▶ Stated goal
Reproduce the items starting with the line containing "blade in this broadcast still." and continuing through the end of the items, substituting "video frame" for "broadcast still" and leaving everything else unchanged.

** START OF Data section **

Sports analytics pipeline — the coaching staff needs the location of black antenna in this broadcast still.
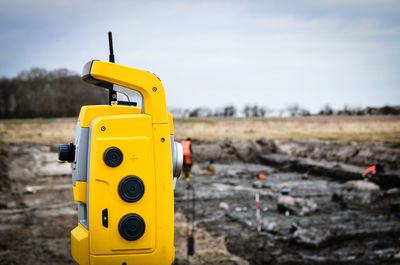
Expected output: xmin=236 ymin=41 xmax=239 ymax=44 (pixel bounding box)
xmin=108 ymin=31 xmax=117 ymax=105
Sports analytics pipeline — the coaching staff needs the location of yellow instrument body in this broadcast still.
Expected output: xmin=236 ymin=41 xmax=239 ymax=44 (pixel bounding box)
xmin=71 ymin=61 xmax=175 ymax=265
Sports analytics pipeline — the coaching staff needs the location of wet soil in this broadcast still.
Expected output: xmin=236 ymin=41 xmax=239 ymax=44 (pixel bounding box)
xmin=176 ymin=163 xmax=400 ymax=264
xmin=0 ymin=142 xmax=400 ymax=265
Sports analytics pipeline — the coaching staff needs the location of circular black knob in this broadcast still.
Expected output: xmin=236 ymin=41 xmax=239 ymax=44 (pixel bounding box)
xmin=118 ymin=213 xmax=146 ymax=241
xmin=58 ymin=143 xmax=75 ymax=163
xmin=103 ymin=147 xmax=123 ymax=167
xmin=118 ymin=176 xmax=144 ymax=202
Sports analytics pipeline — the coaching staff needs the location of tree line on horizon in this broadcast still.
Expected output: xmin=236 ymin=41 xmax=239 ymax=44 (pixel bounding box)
xmin=0 ymin=68 xmax=400 ymax=119
xmin=170 ymin=104 xmax=400 ymax=118
xmin=0 ymin=68 xmax=107 ymax=118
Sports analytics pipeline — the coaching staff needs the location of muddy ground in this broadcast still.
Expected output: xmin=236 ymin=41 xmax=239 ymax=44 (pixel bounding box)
xmin=0 ymin=139 xmax=400 ymax=264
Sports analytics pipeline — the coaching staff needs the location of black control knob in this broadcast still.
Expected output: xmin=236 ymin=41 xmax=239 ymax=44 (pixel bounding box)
xmin=118 ymin=213 xmax=146 ymax=241
xmin=58 ymin=143 xmax=75 ymax=163
xmin=103 ymin=147 xmax=123 ymax=167
xmin=118 ymin=176 xmax=144 ymax=202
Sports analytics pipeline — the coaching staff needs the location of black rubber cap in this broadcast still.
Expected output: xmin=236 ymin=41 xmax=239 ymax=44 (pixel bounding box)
xmin=118 ymin=213 xmax=146 ymax=241
xmin=103 ymin=147 xmax=123 ymax=167
xmin=58 ymin=143 xmax=75 ymax=163
xmin=118 ymin=176 xmax=144 ymax=202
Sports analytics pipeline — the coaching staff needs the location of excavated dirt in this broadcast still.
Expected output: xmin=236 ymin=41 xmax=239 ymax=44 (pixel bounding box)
xmin=0 ymin=139 xmax=400 ymax=265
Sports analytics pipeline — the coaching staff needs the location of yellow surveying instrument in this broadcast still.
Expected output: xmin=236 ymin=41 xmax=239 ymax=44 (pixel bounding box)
xmin=59 ymin=32 xmax=183 ymax=265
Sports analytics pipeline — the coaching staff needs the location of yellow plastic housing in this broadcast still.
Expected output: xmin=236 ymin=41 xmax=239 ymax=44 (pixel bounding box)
xmin=71 ymin=61 xmax=175 ymax=265
xmin=71 ymin=106 xmax=175 ymax=265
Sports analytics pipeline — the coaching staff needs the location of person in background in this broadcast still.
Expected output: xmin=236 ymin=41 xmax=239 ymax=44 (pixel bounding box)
xmin=181 ymin=138 xmax=193 ymax=181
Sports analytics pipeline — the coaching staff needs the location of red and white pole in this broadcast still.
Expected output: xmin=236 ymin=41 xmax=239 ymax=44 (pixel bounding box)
xmin=256 ymin=193 xmax=261 ymax=232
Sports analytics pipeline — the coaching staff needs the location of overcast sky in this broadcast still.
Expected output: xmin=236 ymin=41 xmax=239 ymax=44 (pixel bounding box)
xmin=0 ymin=0 xmax=400 ymax=112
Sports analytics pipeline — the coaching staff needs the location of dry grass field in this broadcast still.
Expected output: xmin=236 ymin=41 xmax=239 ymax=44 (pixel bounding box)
xmin=0 ymin=116 xmax=400 ymax=143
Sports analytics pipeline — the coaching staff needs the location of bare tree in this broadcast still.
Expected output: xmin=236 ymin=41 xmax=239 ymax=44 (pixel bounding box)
xmin=286 ymin=104 xmax=300 ymax=117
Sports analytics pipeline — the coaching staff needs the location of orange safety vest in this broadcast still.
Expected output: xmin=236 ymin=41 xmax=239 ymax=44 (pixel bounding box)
xmin=181 ymin=141 xmax=192 ymax=165
xmin=363 ymin=166 xmax=376 ymax=176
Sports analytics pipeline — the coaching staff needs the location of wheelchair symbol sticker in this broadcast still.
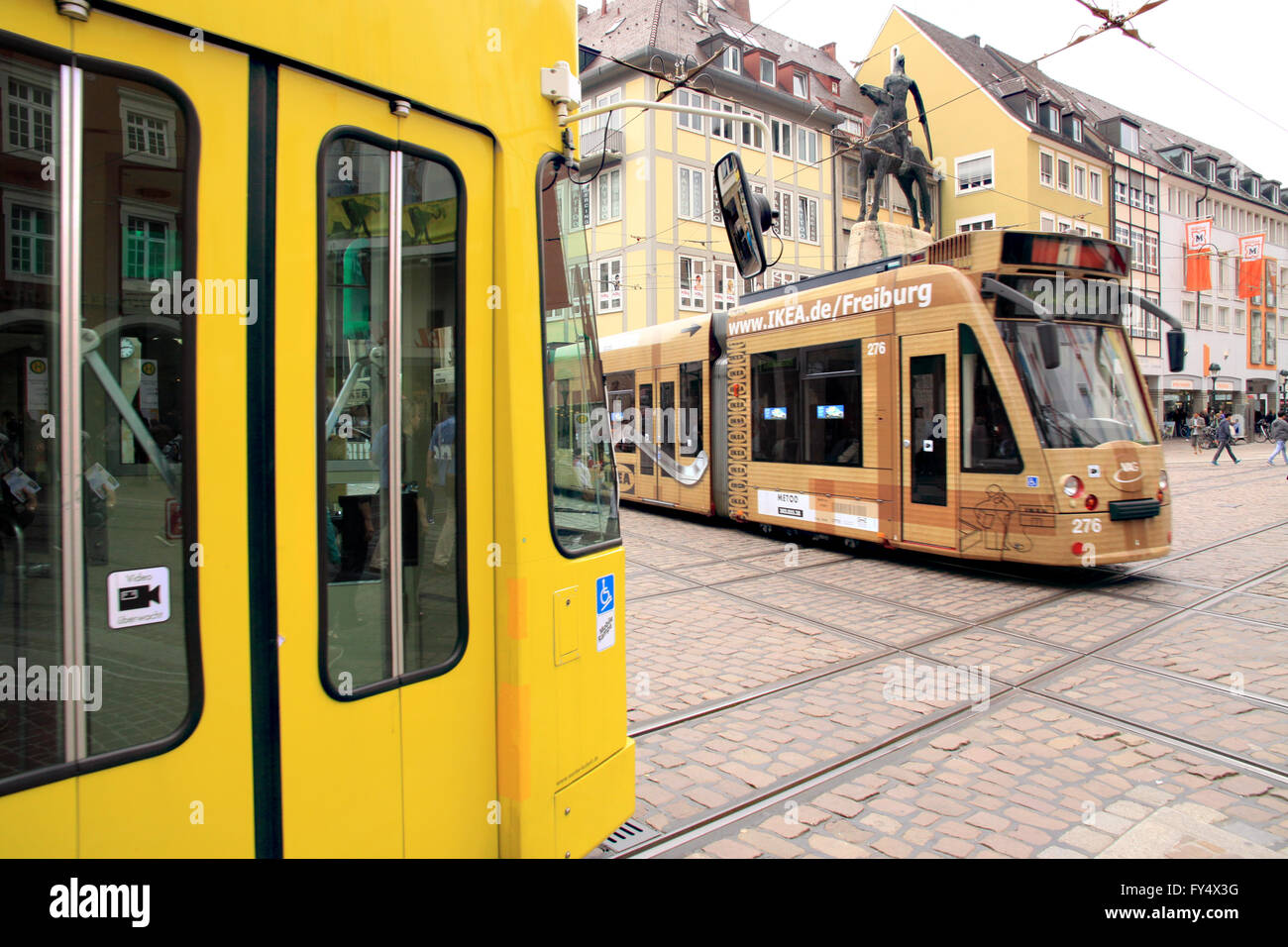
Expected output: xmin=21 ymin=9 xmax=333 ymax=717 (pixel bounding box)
xmin=595 ymin=575 xmax=617 ymax=651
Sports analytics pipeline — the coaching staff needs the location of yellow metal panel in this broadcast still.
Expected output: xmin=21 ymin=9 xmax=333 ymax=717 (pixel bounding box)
xmin=277 ymin=69 xmax=403 ymax=857
xmin=63 ymin=5 xmax=255 ymax=858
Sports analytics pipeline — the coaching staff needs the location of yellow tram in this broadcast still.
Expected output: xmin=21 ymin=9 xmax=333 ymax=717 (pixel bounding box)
xmin=601 ymin=231 xmax=1184 ymax=566
xmin=0 ymin=0 xmax=634 ymax=857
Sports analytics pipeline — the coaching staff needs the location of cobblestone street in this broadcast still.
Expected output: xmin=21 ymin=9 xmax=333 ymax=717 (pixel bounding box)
xmin=617 ymin=442 xmax=1288 ymax=858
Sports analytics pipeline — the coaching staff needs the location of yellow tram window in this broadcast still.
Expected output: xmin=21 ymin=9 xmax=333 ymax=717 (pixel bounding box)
xmin=958 ymin=325 xmax=1024 ymax=473
xmin=0 ymin=51 xmax=198 ymax=780
xmin=319 ymin=136 xmax=464 ymax=697
xmin=537 ymin=156 xmax=620 ymax=556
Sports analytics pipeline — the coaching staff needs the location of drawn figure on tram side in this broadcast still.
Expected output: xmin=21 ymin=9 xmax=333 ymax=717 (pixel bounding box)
xmin=971 ymin=483 xmax=1033 ymax=553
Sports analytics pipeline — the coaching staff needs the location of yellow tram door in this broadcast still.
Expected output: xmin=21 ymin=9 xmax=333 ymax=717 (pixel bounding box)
xmin=899 ymin=331 xmax=961 ymax=550
xmin=277 ymin=68 xmax=498 ymax=857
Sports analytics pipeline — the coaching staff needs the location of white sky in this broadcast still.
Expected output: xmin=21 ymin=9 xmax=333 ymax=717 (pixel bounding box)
xmin=751 ymin=0 xmax=1288 ymax=184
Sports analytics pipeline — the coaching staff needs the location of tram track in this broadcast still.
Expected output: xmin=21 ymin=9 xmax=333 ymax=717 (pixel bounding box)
xmin=613 ymin=510 xmax=1288 ymax=858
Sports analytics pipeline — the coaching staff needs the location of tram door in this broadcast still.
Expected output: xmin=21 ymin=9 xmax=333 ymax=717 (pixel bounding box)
xmin=275 ymin=68 xmax=499 ymax=857
xmin=901 ymin=331 xmax=961 ymax=549
xmin=635 ymin=365 xmax=680 ymax=504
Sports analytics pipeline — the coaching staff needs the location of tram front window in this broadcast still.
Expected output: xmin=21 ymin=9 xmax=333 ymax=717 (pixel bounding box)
xmin=997 ymin=320 xmax=1155 ymax=449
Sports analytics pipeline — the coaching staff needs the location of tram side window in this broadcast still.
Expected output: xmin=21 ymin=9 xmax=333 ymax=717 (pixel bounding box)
xmin=958 ymin=326 xmax=1024 ymax=473
xmin=604 ymin=371 xmax=639 ymax=454
xmin=318 ymin=136 xmax=465 ymax=697
xmin=537 ymin=155 xmax=618 ymax=556
xmin=679 ymin=362 xmax=702 ymax=458
xmin=0 ymin=49 xmax=196 ymax=792
xmin=751 ymin=340 xmax=863 ymax=467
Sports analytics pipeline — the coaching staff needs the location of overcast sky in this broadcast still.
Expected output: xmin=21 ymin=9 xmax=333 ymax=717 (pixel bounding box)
xmin=751 ymin=0 xmax=1288 ymax=184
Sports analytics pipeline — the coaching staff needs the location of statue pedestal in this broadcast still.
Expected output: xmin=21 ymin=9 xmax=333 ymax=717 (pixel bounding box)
xmin=845 ymin=220 xmax=934 ymax=266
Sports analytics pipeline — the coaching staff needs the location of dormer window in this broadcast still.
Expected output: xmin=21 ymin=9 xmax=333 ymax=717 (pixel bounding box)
xmin=1118 ymin=121 xmax=1140 ymax=155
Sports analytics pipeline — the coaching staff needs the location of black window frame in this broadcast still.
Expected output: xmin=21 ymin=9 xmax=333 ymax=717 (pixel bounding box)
xmin=314 ymin=125 xmax=471 ymax=702
xmin=0 ymin=37 xmax=206 ymax=797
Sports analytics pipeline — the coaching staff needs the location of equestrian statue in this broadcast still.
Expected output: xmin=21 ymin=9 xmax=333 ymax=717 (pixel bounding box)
xmin=859 ymin=53 xmax=934 ymax=231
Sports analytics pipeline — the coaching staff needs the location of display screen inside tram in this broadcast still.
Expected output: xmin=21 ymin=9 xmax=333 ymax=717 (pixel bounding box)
xmin=997 ymin=320 xmax=1156 ymax=449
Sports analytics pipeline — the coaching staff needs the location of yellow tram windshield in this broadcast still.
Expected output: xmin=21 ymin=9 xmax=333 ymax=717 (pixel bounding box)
xmin=997 ymin=320 xmax=1156 ymax=449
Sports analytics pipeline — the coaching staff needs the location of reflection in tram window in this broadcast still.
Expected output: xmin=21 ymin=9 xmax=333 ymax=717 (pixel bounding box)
xmin=679 ymin=362 xmax=703 ymax=458
xmin=537 ymin=156 xmax=618 ymax=556
xmin=960 ymin=325 xmax=1024 ymax=473
xmin=319 ymin=137 xmax=464 ymax=697
xmin=604 ymin=371 xmax=638 ymax=454
xmin=751 ymin=340 xmax=863 ymax=467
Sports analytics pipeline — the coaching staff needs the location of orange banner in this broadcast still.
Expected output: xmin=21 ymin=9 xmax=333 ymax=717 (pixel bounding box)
xmin=1239 ymin=233 xmax=1266 ymax=299
xmin=1185 ymin=218 xmax=1212 ymax=292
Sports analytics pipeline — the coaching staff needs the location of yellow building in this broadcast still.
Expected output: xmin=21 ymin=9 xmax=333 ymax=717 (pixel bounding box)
xmin=855 ymin=7 xmax=1113 ymax=236
xmin=580 ymin=0 xmax=921 ymax=335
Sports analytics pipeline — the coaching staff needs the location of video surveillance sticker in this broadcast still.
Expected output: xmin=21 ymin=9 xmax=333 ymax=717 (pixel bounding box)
xmin=107 ymin=566 xmax=170 ymax=627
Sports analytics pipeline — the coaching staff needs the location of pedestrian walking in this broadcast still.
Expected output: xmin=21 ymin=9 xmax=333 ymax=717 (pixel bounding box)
xmin=1266 ymin=408 xmax=1288 ymax=467
xmin=1212 ymin=411 xmax=1239 ymax=467
xmin=1190 ymin=411 xmax=1207 ymax=456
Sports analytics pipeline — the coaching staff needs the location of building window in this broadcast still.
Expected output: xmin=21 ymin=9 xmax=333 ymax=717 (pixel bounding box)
xmin=774 ymin=191 xmax=793 ymax=237
xmin=4 ymin=188 xmax=58 ymax=282
xmin=711 ymin=261 xmax=738 ymax=310
xmin=675 ymin=89 xmax=703 ymax=134
xmin=957 ymin=214 xmax=997 ymax=233
xmin=769 ymin=119 xmax=793 ymax=158
xmin=1038 ymin=151 xmax=1055 ymax=187
xmin=121 ymin=201 xmax=177 ymax=288
xmin=742 ymin=108 xmax=765 ymax=151
xmin=120 ymin=87 xmax=175 ymax=167
xmin=751 ymin=340 xmax=863 ymax=467
xmin=678 ymin=164 xmax=707 ymax=220
xmin=796 ymin=126 xmax=818 ymax=164
xmin=841 ymin=158 xmax=863 ymax=200
xmin=711 ymin=99 xmax=734 ymax=142
xmin=0 ymin=60 xmax=58 ymax=159
xmin=595 ymin=167 xmax=622 ymax=224
xmin=796 ymin=196 xmax=818 ymax=244
xmin=595 ymin=257 xmax=622 ymax=314
xmin=680 ymin=257 xmax=707 ymax=309
xmin=1118 ymin=123 xmax=1140 ymax=155
xmin=956 ymin=151 xmax=993 ymax=193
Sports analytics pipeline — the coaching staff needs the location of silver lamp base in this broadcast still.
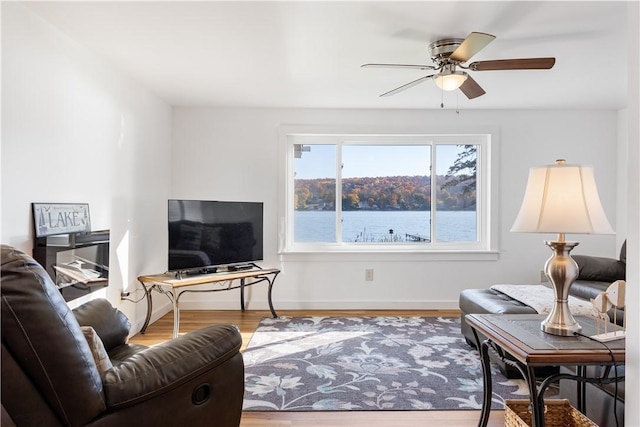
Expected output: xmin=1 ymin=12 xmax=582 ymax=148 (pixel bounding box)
xmin=540 ymin=239 xmax=582 ymax=336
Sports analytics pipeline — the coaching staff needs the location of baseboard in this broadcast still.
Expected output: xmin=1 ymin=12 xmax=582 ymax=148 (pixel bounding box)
xmin=175 ymin=300 xmax=459 ymax=311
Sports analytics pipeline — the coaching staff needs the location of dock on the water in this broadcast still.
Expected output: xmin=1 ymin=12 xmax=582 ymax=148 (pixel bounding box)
xmin=404 ymin=233 xmax=431 ymax=242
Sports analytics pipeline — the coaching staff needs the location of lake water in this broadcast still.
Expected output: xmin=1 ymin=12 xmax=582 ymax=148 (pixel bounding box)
xmin=294 ymin=211 xmax=477 ymax=243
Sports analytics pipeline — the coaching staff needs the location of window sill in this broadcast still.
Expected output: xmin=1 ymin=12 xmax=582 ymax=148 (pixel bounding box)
xmin=278 ymin=249 xmax=500 ymax=262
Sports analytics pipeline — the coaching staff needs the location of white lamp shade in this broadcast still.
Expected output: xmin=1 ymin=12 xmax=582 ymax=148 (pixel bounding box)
xmin=511 ymin=162 xmax=615 ymax=234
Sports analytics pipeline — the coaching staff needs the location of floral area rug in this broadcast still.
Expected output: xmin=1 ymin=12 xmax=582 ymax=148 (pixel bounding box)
xmin=243 ymin=317 xmax=528 ymax=411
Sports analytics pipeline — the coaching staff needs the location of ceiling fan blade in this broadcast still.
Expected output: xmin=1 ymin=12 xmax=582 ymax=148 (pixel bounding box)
xmin=380 ymin=75 xmax=433 ymax=97
xmin=460 ymin=76 xmax=486 ymax=99
xmin=449 ymin=32 xmax=496 ymax=62
xmin=361 ymin=64 xmax=436 ymax=70
xmin=469 ymin=58 xmax=556 ymax=71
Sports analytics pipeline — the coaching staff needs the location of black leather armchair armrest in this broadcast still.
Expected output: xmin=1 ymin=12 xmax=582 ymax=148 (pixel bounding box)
xmin=73 ymin=298 xmax=131 ymax=351
xmin=103 ymin=325 xmax=242 ymax=410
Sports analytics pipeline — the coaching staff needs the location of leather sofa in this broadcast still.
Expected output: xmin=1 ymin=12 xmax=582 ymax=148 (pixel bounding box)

** END OF Data section **

▶ Response
Sports analytics pipeline — the coaching staff needs the location of ceiling fan blade in this video frame.
Expected output: xmin=1 ymin=12 xmax=582 ymax=148 (pixel bounding box)
xmin=380 ymin=75 xmax=433 ymax=97
xmin=460 ymin=76 xmax=486 ymax=99
xmin=449 ymin=32 xmax=496 ymax=62
xmin=361 ymin=64 xmax=436 ymax=70
xmin=469 ymin=58 xmax=556 ymax=71
Sports analytics pipeline — the coaching staff needs the location of black leather armchair armrest in this video frame.
Expected output: xmin=1 ymin=12 xmax=582 ymax=148 (pixel bounding box)
xmin=73 ymin=298 xmax=131 ymax=351
xmin=103 ymin=325 xmax=242 ymax=410
Sports analytics pipeline — the coaching staff needs the location of leather sofa in this video frame.
Expected output: xmin=1 ymin=12 xmax=582 ymax=148 (pixel bounding box)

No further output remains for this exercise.